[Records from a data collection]
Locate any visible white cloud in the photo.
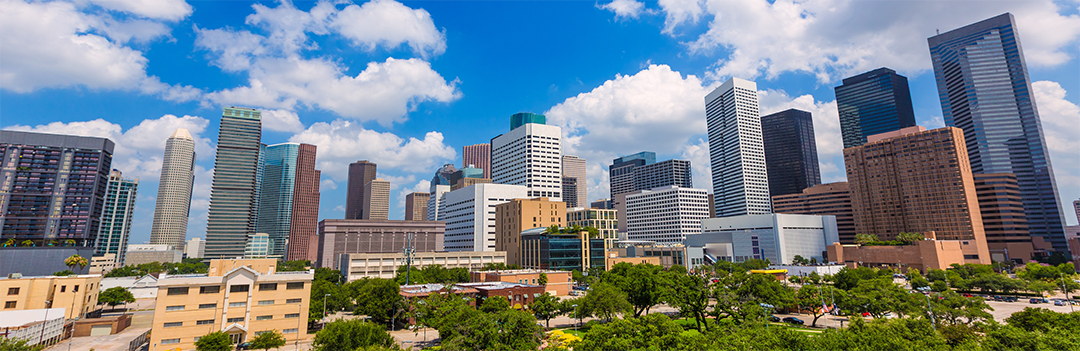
[289,120,457,181]
[660,0,1080,82]
[596,0,645,18]
[0,0,195,97]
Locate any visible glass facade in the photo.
[928,13,1069,254]
[761,109,821,197]
[835,67,915,148]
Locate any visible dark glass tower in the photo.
[928,13,1069,254]
[761,109,821,197]
[829,67,915,147]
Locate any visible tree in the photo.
[195,332,232,351]
[311,320,401,351]
[252,330,285,350]
[97,286,135,308]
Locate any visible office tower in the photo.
[928,13,1069,254]
[761,109,821,197]
[705,78,772,217]
[829,67,915,147]
[772,181,855,245]
[94,170,138,262]
[405,191,431,220]
[563,154,589,207]
[206,107,262,258]
[843,126,990,264]
[625,186,708,243]
[149,129,195,250]
[0,131,114,247]
[973,173,1035,264]
[255,143,322,260]
[361,178,390,220]
[429,184,529,252]
[495,198,566,265]
[345,160,376,219]
[461,144,491,179]
[491,113,563,201]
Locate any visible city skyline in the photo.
[0,1,1080,244]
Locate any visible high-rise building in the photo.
[345,160,376,219]
[94,170,138,262]
[0,131,114,247]
[206,107,262,258]
[255,143,322,260]
[491,113,563,201]
[563,154,589,207]
[772,181,855,245]
[495,198,566,265]
[461,144,491,179]
[705,78,772,217]
[361,178,390,220]
[429,183,529,252]
[829,67,915,147]
[761,109,821,197]
[149,129,195,250]
[405,191,431,220]
[928,13,1069,253]
[843,126,990,265]
[625,186,708,243]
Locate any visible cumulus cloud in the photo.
[194,0,461,125]
[289,120,457,181]
[643,0,1080,82]
[0,0,197,97]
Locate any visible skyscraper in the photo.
[149,129,195,250]
[461,144,491,179]
[928,13,1069,253]
[345,160,376,219]
[829,67,915,147]
[0,131,114,247]
[563,154,589,208]
[761,109,821,197]
[705,78,772,217]
[256,143,322,260]
[94,170,138,262]
[205,107,262,258]
[490,113,563,199]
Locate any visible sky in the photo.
[0,0,1080,244]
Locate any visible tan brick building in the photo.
[843,126,990,264]
[150,259,314,351]
[495,198,566,265]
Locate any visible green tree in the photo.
[195,332,232,351]
[97,286,135,308]
[311,320,401,351]
[252,330,285,350]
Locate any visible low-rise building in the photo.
[335,251,507,282]
[150,259,314,350]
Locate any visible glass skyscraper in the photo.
[928,13,1069,254]
[205,107,262,258]
[761,109,821,197]
[835,67,915,148]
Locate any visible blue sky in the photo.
[0,0,1080,243]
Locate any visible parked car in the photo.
[781,316,806,325]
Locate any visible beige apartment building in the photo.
[495,198,566,265]
[150,258,314,351]
[843,126,990,264]
[0,274,102,320]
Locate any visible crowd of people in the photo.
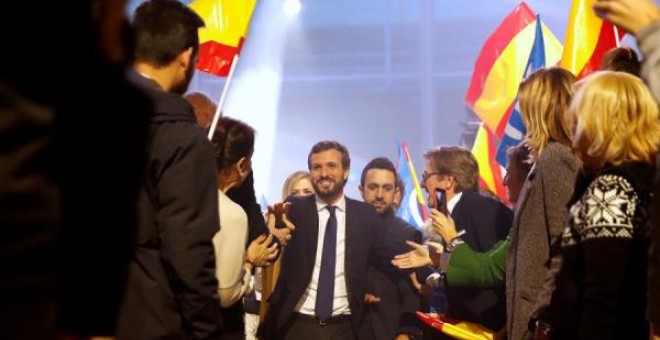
[0,0,660,340]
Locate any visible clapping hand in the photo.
[392,241,433,269]
[267,202,296,246]
[593,0,660,36]
[246,235,279,267]
[431,209,458,244]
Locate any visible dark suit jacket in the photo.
[365,212,422,340]
[263,195,408,339]
[117,72,222,340]
[506,142,582,339]
[447,190,513,330]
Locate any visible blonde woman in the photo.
[259,171,314,320]
[506,68,581,339]
[212,117,278,339]
[540,71,660,339]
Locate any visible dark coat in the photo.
[447,190,513,330]
[365,212,422,340]
[117,73,221,339]
[506,142,582,340]
[263,195,409,339]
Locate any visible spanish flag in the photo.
[561,0,624,78]
[472,124,509,204]
[465,2,561,138]
[189,0,257,77]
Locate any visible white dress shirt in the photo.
[447,191,463,214]
[295,195,351,315]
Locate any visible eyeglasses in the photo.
[422,172,440,183]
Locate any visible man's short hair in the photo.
[396,174,406,200]
[307,140,351,171]
[133,0,204,67]
[360,157,397,188]
[424,146,479,192]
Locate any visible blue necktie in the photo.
[316,205,337,321]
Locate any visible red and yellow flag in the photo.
[465,2,561,138]
[189,0,257,77]
[561,0,624,78]
[472,124,509,204]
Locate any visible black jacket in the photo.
[447,190,513,330]
[117,72,221,339]
[263,195,409,339]
[367,211,422,340]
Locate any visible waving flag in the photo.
[465,2,561,138]
[472,125,509,204]
[189,0,257,77]
[396,142,429,229]
[495,15,545,167]
[561,0,623,78]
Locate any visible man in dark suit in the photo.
[117,0,222,340]
[360,157,422,340]
[263,141,405,340]
[422,146,513,330]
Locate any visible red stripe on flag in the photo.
[465,2,536,107]
[578,20,625,78]
[488,133,511,205]
[195,38,244,77]
[495,100,516,139]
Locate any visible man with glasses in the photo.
[422,146,513,330]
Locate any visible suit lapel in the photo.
[304,195,319,273]
[344,197,359,286]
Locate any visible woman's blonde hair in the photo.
[570,71,660,165]
[518,67,575,161]
[282,171,310,200]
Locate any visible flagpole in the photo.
[208,53,238,140]
[612,25,621,47]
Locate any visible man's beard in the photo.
[369,201,394,215]
[312,180,345,200]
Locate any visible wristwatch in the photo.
[536,320,553,336]
[445,236,465,253]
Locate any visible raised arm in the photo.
[150,125,220,339]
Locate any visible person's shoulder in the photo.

**Work to do:** Rewrite the part that opens with the line containing "Locate any visible black jacket in the photo." and closes with the line containing "[344,197,359,286]". Increase every box coordinate by 141 and keep all other lines unchanged.

**Solution to the problem:**
Locate any visible black jacket in the photo.
[588,331,654,471]
[258,213,362,480]
[404,336,550,480]
[508,352,563,481]
Locate any visible waving flag in the photo.
[606,143,702,279]
[613,266,650,345]
[330,141,398,218]
[537,283,570,370]
[636,156,686,308]
[702,141,764,219]
Locate any visible man in dark suit in the photo.
[258,141,363,481]
[501,298,563,481]
[404,282,546,481]
[563,287,654,471]
Locate any visible red stripe on flag in the photo.
[606,143,677,248]
[719,161,766,219]
[629,274,652,346]
[336,179,385,218]
[636,241,657,280]
Locate any visible man with glasses in the photo.
[563,287,654,471]
Locate any visible suit lapel in the photo.
[445,336,460,414]
[485,338,500,427]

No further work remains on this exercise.